Print each entry word for word.

DATA PROVIDED

--*--

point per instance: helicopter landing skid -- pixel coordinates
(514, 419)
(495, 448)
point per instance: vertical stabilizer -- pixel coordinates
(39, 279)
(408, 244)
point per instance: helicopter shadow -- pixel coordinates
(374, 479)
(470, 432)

--*--

EXERCISE ANSWER
point per instance: helicopter landing skid -- pixel coordinates
(514, 419)
(495, 448)
point per instance: vertical stabilizer -- pixel coordinates
(39, 279)
(408, 244)
point per instance: helicopter shadow -- pixel coordinates
(374, 479)
(470, 432)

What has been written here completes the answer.